Written request:
Convert each line of the records below into a JSON list of strings, one string per line, with blank lines skipped and the pictures left out.

-- start Entries shown --

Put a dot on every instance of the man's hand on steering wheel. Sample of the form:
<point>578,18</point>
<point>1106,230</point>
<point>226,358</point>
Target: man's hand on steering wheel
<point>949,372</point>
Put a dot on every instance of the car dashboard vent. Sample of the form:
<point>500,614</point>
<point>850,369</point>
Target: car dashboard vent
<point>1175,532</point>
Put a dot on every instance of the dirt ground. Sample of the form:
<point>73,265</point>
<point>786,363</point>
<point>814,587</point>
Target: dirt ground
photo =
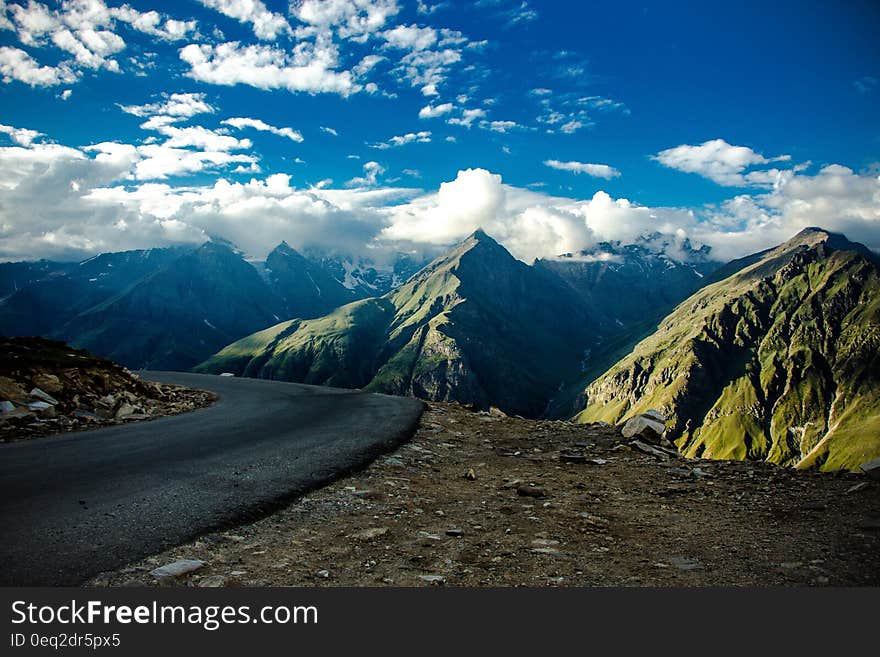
<point>484,500</point>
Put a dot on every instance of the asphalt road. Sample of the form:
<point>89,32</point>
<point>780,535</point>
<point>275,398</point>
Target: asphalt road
<point>75,505</point>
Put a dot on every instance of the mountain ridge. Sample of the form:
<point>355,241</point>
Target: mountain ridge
<point>776,361</point>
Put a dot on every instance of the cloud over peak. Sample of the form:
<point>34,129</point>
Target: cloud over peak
<point>722,163</point>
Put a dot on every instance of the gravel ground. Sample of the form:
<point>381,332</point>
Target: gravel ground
<point>486,500</point>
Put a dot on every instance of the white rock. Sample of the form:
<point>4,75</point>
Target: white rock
<point>871,468</point>
<point>43,396</point>
<point>177,568</point>
<point>644,427</point>
<point>125,409</point>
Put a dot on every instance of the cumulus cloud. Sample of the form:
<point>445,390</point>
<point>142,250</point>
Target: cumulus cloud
<point>16,64</point>
<point>21,136</point>
<point>84,30</point>
<point>265,24</point>
<point>309,68</point>
<point>421,137</point>
<point>372,171</point>
<point>467,117</point>
<point>433,111</point>
<point>63,201</point>
<point>410,37</point>
<point>530,224</point>
<point>351,19</point>
<point>500,126</point>
<point>722,163</point>
<point>241,123</point>
<point>595,170</point>
<point>179,106</point>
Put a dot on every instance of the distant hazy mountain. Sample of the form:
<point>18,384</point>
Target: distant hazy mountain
<point>624,285</point>
<point>38,298</point>
<point>170,318</point>
<point>172,308</point>
<point>777,360</point>
<point>476,325</point>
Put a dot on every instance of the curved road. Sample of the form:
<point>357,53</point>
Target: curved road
<point>74,505</point>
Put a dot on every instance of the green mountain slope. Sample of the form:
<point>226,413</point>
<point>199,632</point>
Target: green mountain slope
<point>175,316</point>
<point>475,326</point>
<point>779,360</point>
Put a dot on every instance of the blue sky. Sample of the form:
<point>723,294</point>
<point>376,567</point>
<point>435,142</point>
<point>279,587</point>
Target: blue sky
<point>355,124</point>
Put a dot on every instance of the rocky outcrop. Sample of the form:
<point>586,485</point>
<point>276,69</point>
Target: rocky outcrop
<point>86,391</point>
<point>778,361</point>
<point>475,326</point>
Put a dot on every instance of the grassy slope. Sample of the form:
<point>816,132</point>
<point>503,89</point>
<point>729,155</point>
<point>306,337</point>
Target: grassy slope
<point>435,337</point>
<point>778,361</point>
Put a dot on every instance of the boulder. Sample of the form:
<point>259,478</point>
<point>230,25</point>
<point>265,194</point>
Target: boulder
<point>645,428</point>
<point>48,382</point>
<point>871,468</point>
<point>177,568</point>
<point>125,410</point>
<point>654,414</point>
<point>43,396</point>
<point>12,391</point>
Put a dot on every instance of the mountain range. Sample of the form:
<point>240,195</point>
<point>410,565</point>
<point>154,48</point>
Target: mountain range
<point>170,308</point>
<point>777,359</point>
<point>475,325</point>
<point>773,356</point>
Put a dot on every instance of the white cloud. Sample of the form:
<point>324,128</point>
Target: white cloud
<point>433,111</point>
<point>199,137</point>
<point>499,126</point>
<point>266,24</point>
<point>468,116</point>
<point>354,19</point>
<point>84,29</point>
<point>178,106</point>
<point>421,137</point>
<point>16,64</point>
<point>257,124</point>
<point>595,170</point>
<point>372,171</point>
<point>308,68</point>
<point>21,136</point>
<point>530,224</point>
<point>722,163</point>
<point>59,201</point>
<point>410,37</point>
<point>154,23</point>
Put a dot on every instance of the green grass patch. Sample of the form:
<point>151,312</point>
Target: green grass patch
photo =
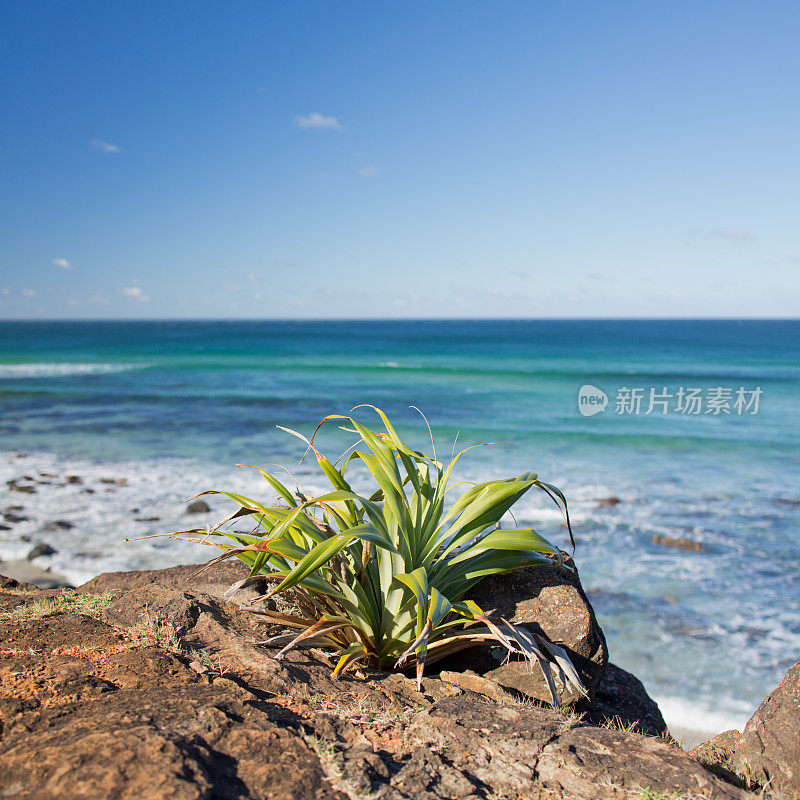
<point>68,602</point>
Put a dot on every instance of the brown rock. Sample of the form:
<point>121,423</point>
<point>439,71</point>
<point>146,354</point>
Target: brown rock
<point>214,581</point>
<point>716,755</point>
<point>189,743</point>
<point>583,760</point>
<point>168,696</point>
<point>548,601</point>
<point>769,749</point>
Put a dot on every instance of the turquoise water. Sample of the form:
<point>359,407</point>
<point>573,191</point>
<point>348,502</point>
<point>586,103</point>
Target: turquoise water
<point>173,406</point>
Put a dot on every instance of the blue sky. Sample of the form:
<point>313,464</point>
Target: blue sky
<point>449,159</point>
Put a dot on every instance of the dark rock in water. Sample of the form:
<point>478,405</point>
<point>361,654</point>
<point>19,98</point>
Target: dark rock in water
<point>769,748</point>
<point>548,601</point>
<point>41,550</point>
<point>15,486</point>
<point>683,544</point>
<point>115,481</point>
<point>621,698</point>
<point>786,501</point>
<point>59,525</point>
<point>194,709</point>
<point>717,753</point>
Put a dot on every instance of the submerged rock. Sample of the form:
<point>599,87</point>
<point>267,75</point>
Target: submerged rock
<point>683,544</point>
<point>42,549</point>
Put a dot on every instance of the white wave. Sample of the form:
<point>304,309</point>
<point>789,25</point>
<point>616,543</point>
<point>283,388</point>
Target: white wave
<point>59,370</point>
<point>681,712</point>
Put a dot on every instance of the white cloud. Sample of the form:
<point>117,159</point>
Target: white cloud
<point>370,171</point>
<point>106,147</point>
<point>735,235</point>
<point>136,293</point>
<point>315,120</point>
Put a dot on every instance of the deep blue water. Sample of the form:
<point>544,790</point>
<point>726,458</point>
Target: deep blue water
<point>174,405</point>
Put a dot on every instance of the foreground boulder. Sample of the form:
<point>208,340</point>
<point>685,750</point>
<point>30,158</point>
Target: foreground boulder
<point>550,602</point>
<point>160,689</point>
<point>768,752</point>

-- end Entries shown --

Task result:
[
  "Put a dot on every instance of the man's hand on steering wheel. Sample of the form:",
  "<point>578,18</point>",
  "<point>1106,230</point>",
  "<point>226,358</point>",
  "Target: man's hand on steering wheel",
  "<point>949,372</point>",
  "Put a dot on every instance of the car dashboard vent. Sample of the form:",
  "<point>500,614</point>",
  "<point>850,369</point>",
  "Target: car dashboard vent",
  "<point>1175,532</point>",
  "Put a dot on every instance of the dirt ground. Sample of the form:",
  "<point>73,265</point>",
  "<point>786,363</point>",
  "<point>814,587</point>",
  "Target: dirt ground",
  "photo =",
  "<point>484,500</point>",
  "Put a dot on every instance of the asphalt road. Sample of the form:",
  "<point>89,32</point>",
  "<point>780,535</point>",
  "<point>275,398</point>",
  "Target: asphalt road",
  "<point>75,505</point>",
  "Put a dot on every instance of the mountain ridge. Sample of the form:",
  "<point>355,241</point>",
  "Target: mountain ridge",
  "<point>776,361</point>",
  "Put a dot on every instance of the cloud over peak. Sample of the form:",
  "<point>34,129</point>",
  "Target: cloud over peak",
  "<point>722,163</point>",
  "Put a dot on every instance of the gravel ground. Sample of the form:",
  "<point>381,332</point>",
  "Target: gravel ground",
  "<point>486,500</point>",
  "Put a dot on every instance of the white rock. Sample of the form:",
  "<point>4,75</point>",
  "Target: white rock",
  "<point>871,468</point>",
  "<point>43,396</point>",
  "<point>177,568</point>",
  "<point>644,427</point>",
  "<point>125,409</point>",
  "Put a dot on every instance of the cumulus cloud. Sample of the form:",
  "<point>445,390</point>",
  "<point>142,250</point>",
  "Target: cumulus cloud",
  "<point>16,64</point>",
  "<point>21,136</point>",
  "<point>84,30</point>",
  "<point>265,24</point>",
  "<point>309,68</point>",
  "<point>421,137</point>",
  "<point>372,171</point>",
  "<point>467,117</point>",
  "<point>433,111</point>",
  "<point>63,201</point>",
  "<point>410,37</point>",
  "<point>530,224</point>",
  "<point>351,19</point>",
  "<point>500,126</point>",
  "<point>722,163</point>",
  "<point>241,123</point>",
  "<point>595,170</point>",
  "<point>179,106</point>",
  "Put a dot on every instance of the distant hazy mountain. Sample of the form:",
  "<point>18,384</point>",
  "Target: distant hazy mountain",
  "<point>624,285</point>",
  "<point>38,298</point>",
  "<point>170,318</point>",
  "<point>172,308</point>",
  "<point>777,360</point>",
  "<point>476,325</point>",
  "Put a dot on every instance of the curved road. Sample of the form:",
  "<point>357,53</point>",
  "Target: curved road",
  "<point>74,505</point>",
  "Put a dot on every instance of the green mountain slope. Sample of the form:",
  "<point>226,413</point>",
  "<point>199,632</point>",
  "Target: green mountain slope",
  "<point>175,316</point>",
  "<point>475,326</point>",
  "<point>779,360</point>",
  "Put a dot on every instance of the blue sky. Sample of the form:",
  "<point>723,294</point>",
  "<point>376,567</point>",
  "<point>435,142</point>",
  "<point>279,587</point>",
  "Target: blue sky",
  "<point>355,124</point>",
  "Put a dot on every instance of the rocky outcrop. Sample of the form:",
  "<point>586,485</point>",
  "<point>276,69</point>",
  "Target: rocky outcrop",
  "<point>86,391</point>",
  "<point>778,361</point>",
  "<point>475,326</point>",
  "Put a dot on every instance of the grassy slope. Sample of the form:",
  "<point>816,132</point>",
  "<point>503,89</point>",
  "<point>729,155</point>",
  "<point>306,337</point>",
  "Target: grassy slope",
  "<point>435,337</point>",
  "<point>778,361</point>",
  "Put a dot on every instance of the boulder. Sample of the form:",
  "<point>259,478</point>",
  "<point>230,25</point>",
  "<point>265,194</point>",
  "Target: boulder",
  "<point>645,428</point>",
  "<point>48,382</point>",
  "<point>871,468</point>",
  "<point>177,568</point>",
  "<point>125,410</point>",
  "<point>654,414</point>",
  "<point>43,396</point>",
  "<point>12,391</point>",
  "Put a dot on every instance of the mountain range. Sample of the form:",
  "<point>240,195</point>",
  "<point>410,565</point>",
  "<point>154,48</point>",
  "Target: mountain range",
  "<point>170,308</point>",
  "<point>777,359</point>",
  "<point>475,325</point>",
  "<point>773,356</point>",
  "Put a dot on every instance of the white cloud. Sample of the form:",
  "<point>324,128</point>",
  "Target: white cloud",
  "<point>433,111</point>",
  "<point>199,137</point>",
  "<point>499,126</point>",
  "<point>266,24</point>",
  "<point>468,116</point>",
  "<point>354,19</point>",
  "<point>84,29</point>",
  "<point>178,106</point>",
  "<point>421,137</point>",
  "<point>16,64</point>",
  "<point>257,124</point>",
  "<point>595,170</point>",
  "<point>372,171</point>",
  "<point>308,68</point>",
  "<point>21,136</point>",
  "<point>530,224</point>",
  "<point>722,163</point>",
  "<point>59,201</point>",
  "<point>410,37</point>",
  "<point>154,23</point>",
  "Put a dot on every instance of the green grass patch. Sample of the form:",
  "<point>151,312</point>",
  "Target: green grass patch",
  "photo =",
  "<point>68,602</point>",
  "Put a dot on every instance of the brown rock. Sample of the form:",
  "<point>121,423</point>",
  "<point>439,71</point>",
  "<point>146,354</point>",
  "Target: brown rock",
  "<point>214,581</point>",
  "<point>716,755</point>",
  "<point>189,743</point>",
  "<point>583,760</point>",
  "<point>168,696</point>",
  "<point>548,601</point>",
  "<point>769,749</point>",
  "Put a dot on every instance of the turquoise water. Sample of the form:",
  "<point>359,407</point>",
  "<point>573,191</point>",
  "<point>348,502</point>",
  "<point>586,103</point>",
  "Target: turquoise water",
  "<point>173,406</point>",
  "Put a dot on every instance of the blue sky. Sample of the form:",
  "<point>313,464</point>",
  "Target: blue sky",
  "<point>449,159</point>",
  "Put a dot on every instance of the dark rock in water. Sample of the form:",
  "<point>478,405</point>",
  "<point>361,654</point>",
  "<point>19,98</point>",
  "Target: dark rock in water",
  "<point>769,748</point>",
  "<point>548,601</point>",
  "<point>41,550</point>",
  "<point>15,486</point>",
  "<point>683,544</point>",
  "<point>115,481</point>",
  "<point>621,698</point>",
  "<point>786,501</point>",
  "<point>59,525</point>",
  "<point>194,709</point>",
  "<point>717,753</point>",
  "Put a dot on every instance of the submerged rock. Sample of the form:",
  "<point>599,87</point>",
  "<point>267,75</point>",
  "Target: submerged rock",
  "<point>683,544</point>",
  "<point>42,549</point>",
  "Put a dot on every instance of the white wave. Sample of the form:",
  "<point>304,309</point>",
  "<point>789,25</point>",
  "<point>616,543</point>",
  "<point>283,388</point>",
  "Target: white wave",
  "<point>59,370</point>",
  "<point>681,712</point>",
  "Put a dot on every instance of the white cloud. Sample of the form:",
  "<point>117,159</point>",
  "Target: white cloud",
  "<point>370,171</point>",
  "<point>106,147</point>",
  "<point>735,235</point>",
  "<point>136,293</point>",
  "<point>315,120</point>",
  "Put a dot on every instance of the deep blue water. Sample of the form:",
  "<point>544,790</point>",
  "<point>726,458</point>",
  "Target: deep blue water",
  "<point>174,405</point>",
  "Put a dot on every instance of the foreground boulder. Sample of the form:",
  "<point>208,340</point>",
  "<point>685,750</point>",
  "<point>30,158</point>",
  "Target: foreground boulder",
  "<point>550,602</point>",
  "<point>160,689</point>",
  "<point>768,752</point>"
]